---- Stored data
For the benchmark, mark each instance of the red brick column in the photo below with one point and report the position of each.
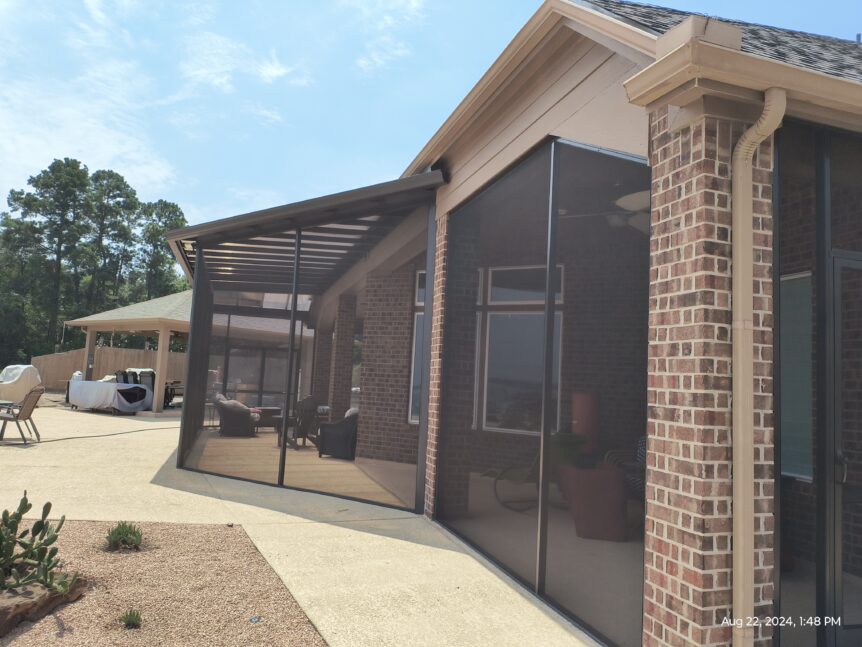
--------
---- Stored data
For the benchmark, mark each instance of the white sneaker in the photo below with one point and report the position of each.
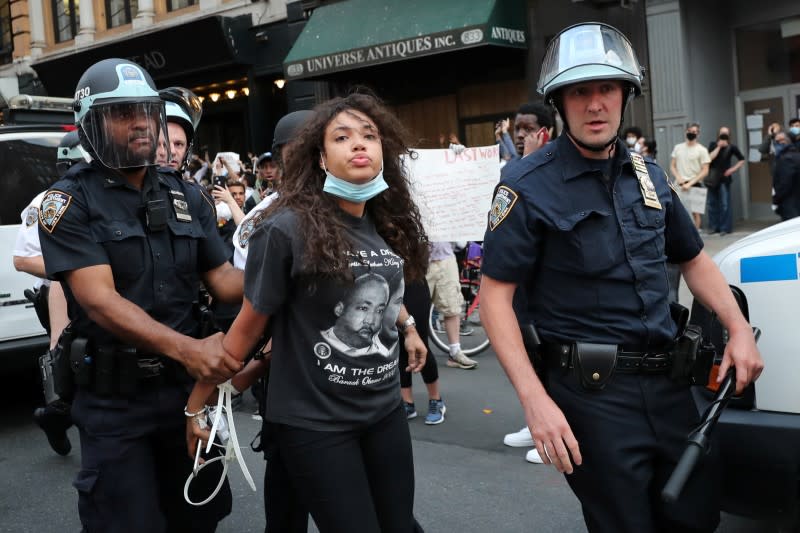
--------
---- Stored data
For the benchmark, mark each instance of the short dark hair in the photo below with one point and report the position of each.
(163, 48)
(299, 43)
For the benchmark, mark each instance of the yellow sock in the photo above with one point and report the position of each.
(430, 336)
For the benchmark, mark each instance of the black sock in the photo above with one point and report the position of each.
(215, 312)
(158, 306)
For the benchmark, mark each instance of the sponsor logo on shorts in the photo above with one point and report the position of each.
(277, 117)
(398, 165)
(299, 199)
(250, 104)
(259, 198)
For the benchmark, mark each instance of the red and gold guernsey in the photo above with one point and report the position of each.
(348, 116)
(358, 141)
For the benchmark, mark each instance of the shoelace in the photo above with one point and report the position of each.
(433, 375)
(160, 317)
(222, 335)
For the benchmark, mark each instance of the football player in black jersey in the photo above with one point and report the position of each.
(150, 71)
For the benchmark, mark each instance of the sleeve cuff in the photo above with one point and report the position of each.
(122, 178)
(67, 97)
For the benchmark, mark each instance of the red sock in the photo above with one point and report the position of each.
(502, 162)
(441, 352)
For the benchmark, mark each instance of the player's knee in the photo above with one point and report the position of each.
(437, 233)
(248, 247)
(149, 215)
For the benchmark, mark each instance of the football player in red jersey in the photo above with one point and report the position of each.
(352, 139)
--------
Extract every line of the material above that contains the word "football". Matching is case-sensitive.

For the benchmark, mark each instance of the football player in black jersey in the photo above with one point and report the position of each.
For the benchmark, mark each instance of the football player in red jersey in the photo above with one point and report the position of each.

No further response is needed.